--- Start of RECORD EXCERPTS ---

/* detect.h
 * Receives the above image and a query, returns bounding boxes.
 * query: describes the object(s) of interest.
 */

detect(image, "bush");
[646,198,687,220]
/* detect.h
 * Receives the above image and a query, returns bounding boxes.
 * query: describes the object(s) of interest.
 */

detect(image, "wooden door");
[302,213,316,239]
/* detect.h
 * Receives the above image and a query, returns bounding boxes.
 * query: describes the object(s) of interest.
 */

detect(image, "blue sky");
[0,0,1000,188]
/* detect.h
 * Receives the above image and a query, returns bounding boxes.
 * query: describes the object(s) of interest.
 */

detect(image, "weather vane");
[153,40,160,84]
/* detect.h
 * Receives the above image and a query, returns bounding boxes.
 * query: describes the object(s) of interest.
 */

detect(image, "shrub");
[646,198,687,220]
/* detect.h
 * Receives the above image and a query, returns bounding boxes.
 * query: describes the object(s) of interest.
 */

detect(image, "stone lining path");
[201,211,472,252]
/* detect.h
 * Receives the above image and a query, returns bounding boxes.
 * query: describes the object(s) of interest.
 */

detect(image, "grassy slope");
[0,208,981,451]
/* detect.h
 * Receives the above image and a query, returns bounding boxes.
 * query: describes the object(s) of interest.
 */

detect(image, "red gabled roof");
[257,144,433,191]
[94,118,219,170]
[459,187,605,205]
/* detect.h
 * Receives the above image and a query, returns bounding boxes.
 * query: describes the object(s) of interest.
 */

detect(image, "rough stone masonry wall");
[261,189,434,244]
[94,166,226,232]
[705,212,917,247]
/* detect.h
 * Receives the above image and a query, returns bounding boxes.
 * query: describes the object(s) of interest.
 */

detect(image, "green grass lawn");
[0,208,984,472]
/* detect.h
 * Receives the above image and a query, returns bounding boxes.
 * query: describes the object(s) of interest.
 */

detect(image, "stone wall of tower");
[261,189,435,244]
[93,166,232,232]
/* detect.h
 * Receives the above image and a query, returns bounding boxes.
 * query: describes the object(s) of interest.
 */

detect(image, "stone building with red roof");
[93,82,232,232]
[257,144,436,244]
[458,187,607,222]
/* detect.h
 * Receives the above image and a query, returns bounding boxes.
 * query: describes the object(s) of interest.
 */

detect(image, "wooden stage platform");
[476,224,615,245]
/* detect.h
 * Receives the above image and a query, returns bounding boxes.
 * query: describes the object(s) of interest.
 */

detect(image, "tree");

--- End of RECORD EXCERPTS ---

**DIRECTIONS FOR THIS TASK**
Rewrite the stretch of the material from its start through the line containing "[201,211,472,252]", both ends included, keeping every line, request lines too, and multiplying each bounding-box coordinate in the answers by 0.95, rounded to the nearest whole number with halves going up. Reproduce only that stretch.

**WORKED SOLUTION**
/* detect.h
 * Receives the above image and a query, returns bounding boxes.
 * query: describes the object(s) of interest.
 */

detect(image, "bush");
[614,188,653,209]
/* detect.h
 * Receives the above image and a query, returns bounding boxes.
 * query: describes the object(s) of interest.
 */

detect(image, "wooden door");
[287,202,300,227]
/* detect.h
 * Receives the above image and a query, returns bounding boxes.
 * query: describes the object(s) of interest.
 */

detect(image, "blue sky");
[0,0,950,179]
/* detect.h
 * Receives the above image and a query, returns bounding boxes.
 * query: describes the object(s) of interest.
 */

detect(image, "weather vane");
[145,38,152,80]
/* detect.h
 * Receives the above image and a query, returns bounding boxes.
 * query: describes the object(s) of interest.
 */

detect(image, "shrub");
[614,188,653,209]
/* detect.h
 * Receives the above image and a query, returns bounding boxes.
 * query: describes the object(s) of interest.
 */

detect(image, "stone lining path");
[191,200,448,239]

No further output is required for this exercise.